Records of labeled points -
═══

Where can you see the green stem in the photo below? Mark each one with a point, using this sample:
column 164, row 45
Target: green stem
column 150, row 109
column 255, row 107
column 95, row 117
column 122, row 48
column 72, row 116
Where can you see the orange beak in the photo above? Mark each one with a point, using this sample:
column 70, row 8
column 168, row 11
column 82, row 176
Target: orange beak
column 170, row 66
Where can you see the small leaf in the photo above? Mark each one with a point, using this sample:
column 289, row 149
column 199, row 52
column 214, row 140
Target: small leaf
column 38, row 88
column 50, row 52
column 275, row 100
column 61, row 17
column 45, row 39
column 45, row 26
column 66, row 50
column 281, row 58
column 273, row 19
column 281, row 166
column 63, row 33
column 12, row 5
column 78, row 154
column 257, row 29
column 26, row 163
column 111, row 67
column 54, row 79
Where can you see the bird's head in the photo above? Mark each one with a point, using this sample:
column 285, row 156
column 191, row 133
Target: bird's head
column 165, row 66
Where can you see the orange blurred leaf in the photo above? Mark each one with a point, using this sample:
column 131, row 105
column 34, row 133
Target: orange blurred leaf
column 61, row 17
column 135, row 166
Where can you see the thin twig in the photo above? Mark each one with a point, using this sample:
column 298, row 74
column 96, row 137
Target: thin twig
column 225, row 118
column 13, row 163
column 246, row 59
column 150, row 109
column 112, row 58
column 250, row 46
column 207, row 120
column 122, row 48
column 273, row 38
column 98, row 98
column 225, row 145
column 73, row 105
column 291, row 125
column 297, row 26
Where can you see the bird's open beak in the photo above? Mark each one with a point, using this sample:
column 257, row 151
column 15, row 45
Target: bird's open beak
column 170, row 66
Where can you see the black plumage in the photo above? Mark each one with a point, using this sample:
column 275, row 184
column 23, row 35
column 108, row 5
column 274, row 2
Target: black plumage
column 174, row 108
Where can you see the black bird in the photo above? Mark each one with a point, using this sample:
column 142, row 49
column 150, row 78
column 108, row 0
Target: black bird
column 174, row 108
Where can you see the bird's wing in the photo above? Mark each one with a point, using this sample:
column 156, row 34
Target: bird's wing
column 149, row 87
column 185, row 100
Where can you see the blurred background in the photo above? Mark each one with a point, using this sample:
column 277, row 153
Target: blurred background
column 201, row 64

═══

TASK -
Retype, unchanged, every line from the one containing "Where can you see the small" through the one containing "column 54, row 79", both ends included.

EXERCISE OUTPUT -
Where can you see the small leaf in the photo above? Mark each one with a point, using this sample:
column 289, row 149
column 199, row 52
column 214, row 140
Target: small leaf
column 38, row 88
column 50, row 52
column 275, row 100
column 61, row 17
column 45, row 39
column 45, row 26
column 66, row 50
column 281, row 58
column 273, row 19
column 281, row 166
column 63, row 33
column 12, row 5
column 78, row 154
column 257, row 29
column 26, row 163
column 111, row 67
column 54, row 79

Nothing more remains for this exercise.